▶ EXERCISE:
Once the line with "Question. For every instance of the dark" is found in the entries below, repeat that line and every one after it exactly, ending at the last.

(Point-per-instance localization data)
════
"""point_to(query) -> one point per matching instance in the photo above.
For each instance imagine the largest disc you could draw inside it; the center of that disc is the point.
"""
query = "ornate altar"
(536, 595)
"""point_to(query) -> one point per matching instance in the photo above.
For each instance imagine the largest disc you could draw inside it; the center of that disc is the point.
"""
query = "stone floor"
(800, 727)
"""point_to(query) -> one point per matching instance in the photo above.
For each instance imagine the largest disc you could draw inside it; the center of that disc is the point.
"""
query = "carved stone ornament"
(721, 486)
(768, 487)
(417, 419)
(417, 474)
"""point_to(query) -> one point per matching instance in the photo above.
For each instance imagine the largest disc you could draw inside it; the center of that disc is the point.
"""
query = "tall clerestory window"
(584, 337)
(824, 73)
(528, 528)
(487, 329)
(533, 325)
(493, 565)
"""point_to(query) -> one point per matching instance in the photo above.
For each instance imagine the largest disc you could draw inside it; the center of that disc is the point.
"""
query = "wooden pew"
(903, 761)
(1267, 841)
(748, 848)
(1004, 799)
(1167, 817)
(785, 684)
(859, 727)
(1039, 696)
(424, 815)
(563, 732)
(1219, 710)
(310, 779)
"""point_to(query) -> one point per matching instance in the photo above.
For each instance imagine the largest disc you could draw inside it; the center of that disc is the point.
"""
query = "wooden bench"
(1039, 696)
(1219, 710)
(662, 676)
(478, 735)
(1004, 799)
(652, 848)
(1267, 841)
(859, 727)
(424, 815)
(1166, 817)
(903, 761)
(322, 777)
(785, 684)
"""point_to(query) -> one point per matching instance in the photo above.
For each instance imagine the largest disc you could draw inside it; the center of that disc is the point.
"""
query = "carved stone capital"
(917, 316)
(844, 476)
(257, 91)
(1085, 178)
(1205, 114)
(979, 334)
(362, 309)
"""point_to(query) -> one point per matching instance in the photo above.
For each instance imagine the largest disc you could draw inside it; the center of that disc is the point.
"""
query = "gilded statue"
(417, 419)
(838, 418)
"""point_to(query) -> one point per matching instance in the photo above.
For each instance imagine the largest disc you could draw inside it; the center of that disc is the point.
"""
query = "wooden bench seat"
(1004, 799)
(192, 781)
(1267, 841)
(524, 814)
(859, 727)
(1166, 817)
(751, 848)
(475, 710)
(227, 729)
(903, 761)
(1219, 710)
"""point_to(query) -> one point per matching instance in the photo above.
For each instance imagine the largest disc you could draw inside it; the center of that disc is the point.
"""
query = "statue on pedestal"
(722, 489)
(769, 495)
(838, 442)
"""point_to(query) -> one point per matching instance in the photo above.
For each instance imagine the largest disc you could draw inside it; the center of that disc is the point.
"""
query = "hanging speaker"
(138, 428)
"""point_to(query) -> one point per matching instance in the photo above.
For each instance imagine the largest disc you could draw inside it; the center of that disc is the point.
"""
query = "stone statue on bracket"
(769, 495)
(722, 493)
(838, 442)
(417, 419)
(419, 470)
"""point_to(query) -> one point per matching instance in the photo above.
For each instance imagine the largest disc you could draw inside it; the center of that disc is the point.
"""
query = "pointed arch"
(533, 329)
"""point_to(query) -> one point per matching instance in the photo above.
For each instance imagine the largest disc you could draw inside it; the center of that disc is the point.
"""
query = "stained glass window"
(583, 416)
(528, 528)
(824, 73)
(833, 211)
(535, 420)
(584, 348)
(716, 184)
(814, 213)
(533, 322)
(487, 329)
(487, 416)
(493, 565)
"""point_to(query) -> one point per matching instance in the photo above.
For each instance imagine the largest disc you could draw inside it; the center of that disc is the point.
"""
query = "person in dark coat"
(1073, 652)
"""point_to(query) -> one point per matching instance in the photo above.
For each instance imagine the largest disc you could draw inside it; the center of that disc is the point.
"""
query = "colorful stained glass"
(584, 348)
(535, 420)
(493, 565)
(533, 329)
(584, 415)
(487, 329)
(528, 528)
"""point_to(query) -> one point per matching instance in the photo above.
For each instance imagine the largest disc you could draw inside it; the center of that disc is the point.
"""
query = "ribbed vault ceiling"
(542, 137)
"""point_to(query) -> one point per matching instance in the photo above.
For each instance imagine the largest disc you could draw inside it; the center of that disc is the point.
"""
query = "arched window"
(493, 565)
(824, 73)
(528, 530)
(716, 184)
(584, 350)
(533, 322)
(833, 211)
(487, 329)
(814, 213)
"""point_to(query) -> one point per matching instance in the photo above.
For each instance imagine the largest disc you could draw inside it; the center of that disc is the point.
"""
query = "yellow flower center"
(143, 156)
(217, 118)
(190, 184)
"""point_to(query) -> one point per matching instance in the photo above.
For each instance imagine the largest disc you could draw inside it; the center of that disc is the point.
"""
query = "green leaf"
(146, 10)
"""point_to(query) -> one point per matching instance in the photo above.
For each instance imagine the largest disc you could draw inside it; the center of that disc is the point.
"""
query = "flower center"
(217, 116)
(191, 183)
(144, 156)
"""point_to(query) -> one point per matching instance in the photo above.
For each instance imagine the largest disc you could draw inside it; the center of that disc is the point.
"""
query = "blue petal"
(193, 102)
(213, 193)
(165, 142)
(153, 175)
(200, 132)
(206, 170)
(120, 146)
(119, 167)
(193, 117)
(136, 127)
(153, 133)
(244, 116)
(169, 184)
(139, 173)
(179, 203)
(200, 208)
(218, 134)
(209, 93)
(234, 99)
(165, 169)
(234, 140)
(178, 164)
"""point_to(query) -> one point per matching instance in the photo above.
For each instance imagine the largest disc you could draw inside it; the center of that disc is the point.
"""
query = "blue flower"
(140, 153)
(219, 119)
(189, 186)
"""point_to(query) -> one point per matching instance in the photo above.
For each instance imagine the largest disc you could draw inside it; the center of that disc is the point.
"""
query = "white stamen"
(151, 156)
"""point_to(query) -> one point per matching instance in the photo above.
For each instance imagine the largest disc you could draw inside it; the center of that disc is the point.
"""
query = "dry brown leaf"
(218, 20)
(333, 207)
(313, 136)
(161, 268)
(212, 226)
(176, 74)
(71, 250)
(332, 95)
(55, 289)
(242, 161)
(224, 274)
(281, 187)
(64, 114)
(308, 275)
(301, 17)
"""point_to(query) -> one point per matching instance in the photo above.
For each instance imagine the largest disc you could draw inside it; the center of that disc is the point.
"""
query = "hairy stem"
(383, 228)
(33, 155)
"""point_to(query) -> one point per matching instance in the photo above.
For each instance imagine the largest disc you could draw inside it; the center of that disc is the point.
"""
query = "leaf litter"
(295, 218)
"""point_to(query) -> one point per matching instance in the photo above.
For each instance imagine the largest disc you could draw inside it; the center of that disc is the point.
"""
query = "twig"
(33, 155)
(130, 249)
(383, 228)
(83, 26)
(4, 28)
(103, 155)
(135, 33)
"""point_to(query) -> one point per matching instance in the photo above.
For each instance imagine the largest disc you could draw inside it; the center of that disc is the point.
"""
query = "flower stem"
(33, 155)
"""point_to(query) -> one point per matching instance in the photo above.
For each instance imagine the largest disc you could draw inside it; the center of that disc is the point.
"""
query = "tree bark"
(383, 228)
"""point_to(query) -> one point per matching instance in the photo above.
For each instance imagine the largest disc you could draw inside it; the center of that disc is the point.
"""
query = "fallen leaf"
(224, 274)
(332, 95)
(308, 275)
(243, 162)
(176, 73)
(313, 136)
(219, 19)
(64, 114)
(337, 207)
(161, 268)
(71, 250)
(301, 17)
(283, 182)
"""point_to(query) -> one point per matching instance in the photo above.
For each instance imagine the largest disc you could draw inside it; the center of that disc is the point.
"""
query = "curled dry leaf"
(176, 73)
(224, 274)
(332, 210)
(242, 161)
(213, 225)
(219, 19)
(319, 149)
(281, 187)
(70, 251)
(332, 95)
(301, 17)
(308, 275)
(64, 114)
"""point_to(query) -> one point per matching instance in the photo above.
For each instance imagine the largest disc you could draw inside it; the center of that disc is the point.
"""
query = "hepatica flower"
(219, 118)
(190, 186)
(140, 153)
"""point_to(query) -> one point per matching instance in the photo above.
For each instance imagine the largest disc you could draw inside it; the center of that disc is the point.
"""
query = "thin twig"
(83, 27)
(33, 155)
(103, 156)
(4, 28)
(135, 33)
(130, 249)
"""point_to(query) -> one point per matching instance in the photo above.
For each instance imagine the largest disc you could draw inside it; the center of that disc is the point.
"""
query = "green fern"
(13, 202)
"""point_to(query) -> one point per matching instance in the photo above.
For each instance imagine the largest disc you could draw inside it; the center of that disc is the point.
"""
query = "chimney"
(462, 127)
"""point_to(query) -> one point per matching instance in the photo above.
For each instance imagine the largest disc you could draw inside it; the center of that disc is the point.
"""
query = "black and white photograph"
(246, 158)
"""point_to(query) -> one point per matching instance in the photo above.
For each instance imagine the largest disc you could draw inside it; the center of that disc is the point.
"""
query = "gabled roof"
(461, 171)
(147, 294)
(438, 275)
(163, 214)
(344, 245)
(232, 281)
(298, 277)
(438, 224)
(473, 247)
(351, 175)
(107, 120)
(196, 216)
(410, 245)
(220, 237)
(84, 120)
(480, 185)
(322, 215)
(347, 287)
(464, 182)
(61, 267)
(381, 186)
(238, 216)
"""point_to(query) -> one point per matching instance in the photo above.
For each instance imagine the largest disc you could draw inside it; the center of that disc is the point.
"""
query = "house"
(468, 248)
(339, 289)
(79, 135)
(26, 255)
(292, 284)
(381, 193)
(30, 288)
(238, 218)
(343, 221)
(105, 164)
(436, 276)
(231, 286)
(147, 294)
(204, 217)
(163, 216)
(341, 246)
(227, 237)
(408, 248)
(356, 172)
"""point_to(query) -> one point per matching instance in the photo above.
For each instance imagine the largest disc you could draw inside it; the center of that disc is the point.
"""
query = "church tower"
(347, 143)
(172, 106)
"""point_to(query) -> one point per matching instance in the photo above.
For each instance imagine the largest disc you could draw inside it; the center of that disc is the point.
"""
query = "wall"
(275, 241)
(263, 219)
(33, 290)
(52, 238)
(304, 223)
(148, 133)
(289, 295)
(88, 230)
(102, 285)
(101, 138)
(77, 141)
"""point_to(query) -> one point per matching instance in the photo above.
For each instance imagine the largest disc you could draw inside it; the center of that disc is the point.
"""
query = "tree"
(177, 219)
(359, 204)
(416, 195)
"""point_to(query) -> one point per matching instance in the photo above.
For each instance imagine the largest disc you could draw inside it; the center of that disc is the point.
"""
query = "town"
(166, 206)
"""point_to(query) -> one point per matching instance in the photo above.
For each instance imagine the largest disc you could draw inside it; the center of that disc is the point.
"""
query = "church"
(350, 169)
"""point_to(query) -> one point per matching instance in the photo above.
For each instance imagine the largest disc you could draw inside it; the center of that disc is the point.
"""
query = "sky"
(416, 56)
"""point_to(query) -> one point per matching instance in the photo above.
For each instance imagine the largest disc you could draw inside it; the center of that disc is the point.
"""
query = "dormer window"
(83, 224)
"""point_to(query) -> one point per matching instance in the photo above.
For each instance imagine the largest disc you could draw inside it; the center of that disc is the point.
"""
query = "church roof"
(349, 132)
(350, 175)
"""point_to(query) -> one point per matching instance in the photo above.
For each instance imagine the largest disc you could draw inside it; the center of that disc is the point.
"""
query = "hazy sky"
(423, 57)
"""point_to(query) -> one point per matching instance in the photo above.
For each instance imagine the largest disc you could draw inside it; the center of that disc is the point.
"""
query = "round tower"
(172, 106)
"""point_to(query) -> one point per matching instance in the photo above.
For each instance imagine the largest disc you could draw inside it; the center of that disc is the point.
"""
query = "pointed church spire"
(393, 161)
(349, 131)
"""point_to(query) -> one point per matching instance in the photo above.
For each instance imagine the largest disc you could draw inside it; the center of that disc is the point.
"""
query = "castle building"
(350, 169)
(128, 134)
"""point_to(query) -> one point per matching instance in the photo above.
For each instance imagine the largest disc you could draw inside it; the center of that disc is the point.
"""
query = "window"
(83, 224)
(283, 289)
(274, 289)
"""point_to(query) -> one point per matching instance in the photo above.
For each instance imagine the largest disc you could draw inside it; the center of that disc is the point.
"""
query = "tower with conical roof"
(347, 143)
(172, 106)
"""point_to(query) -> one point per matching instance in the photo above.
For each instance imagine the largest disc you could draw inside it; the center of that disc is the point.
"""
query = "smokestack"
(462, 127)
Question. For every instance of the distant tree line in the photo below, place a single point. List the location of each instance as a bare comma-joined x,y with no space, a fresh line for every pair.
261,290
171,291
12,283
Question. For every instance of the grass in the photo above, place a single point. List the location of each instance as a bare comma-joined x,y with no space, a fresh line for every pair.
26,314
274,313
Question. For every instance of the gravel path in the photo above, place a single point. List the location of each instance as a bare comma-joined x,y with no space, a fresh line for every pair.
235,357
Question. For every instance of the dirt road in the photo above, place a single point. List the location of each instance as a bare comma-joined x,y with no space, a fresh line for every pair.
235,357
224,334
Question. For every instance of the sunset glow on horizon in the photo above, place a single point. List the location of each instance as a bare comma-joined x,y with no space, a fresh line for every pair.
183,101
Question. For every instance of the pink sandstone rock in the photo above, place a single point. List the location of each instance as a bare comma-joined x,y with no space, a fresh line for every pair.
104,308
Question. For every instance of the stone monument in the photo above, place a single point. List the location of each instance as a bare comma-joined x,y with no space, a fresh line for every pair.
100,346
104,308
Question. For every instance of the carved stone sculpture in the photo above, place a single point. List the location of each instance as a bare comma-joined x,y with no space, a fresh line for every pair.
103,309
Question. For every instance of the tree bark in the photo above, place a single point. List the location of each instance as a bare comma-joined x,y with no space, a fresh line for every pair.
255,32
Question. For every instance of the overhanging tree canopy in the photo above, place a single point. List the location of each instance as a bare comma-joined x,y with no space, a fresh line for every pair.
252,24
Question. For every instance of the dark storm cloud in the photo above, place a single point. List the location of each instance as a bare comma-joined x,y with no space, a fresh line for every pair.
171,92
════
▶ RESPONSE AREA:
Question. For every instance of the dark storm cloud in the photo above, place a single point. List the location of each instance as a bare comma-joined x,y with no space, a fresh line for every pair.
171,92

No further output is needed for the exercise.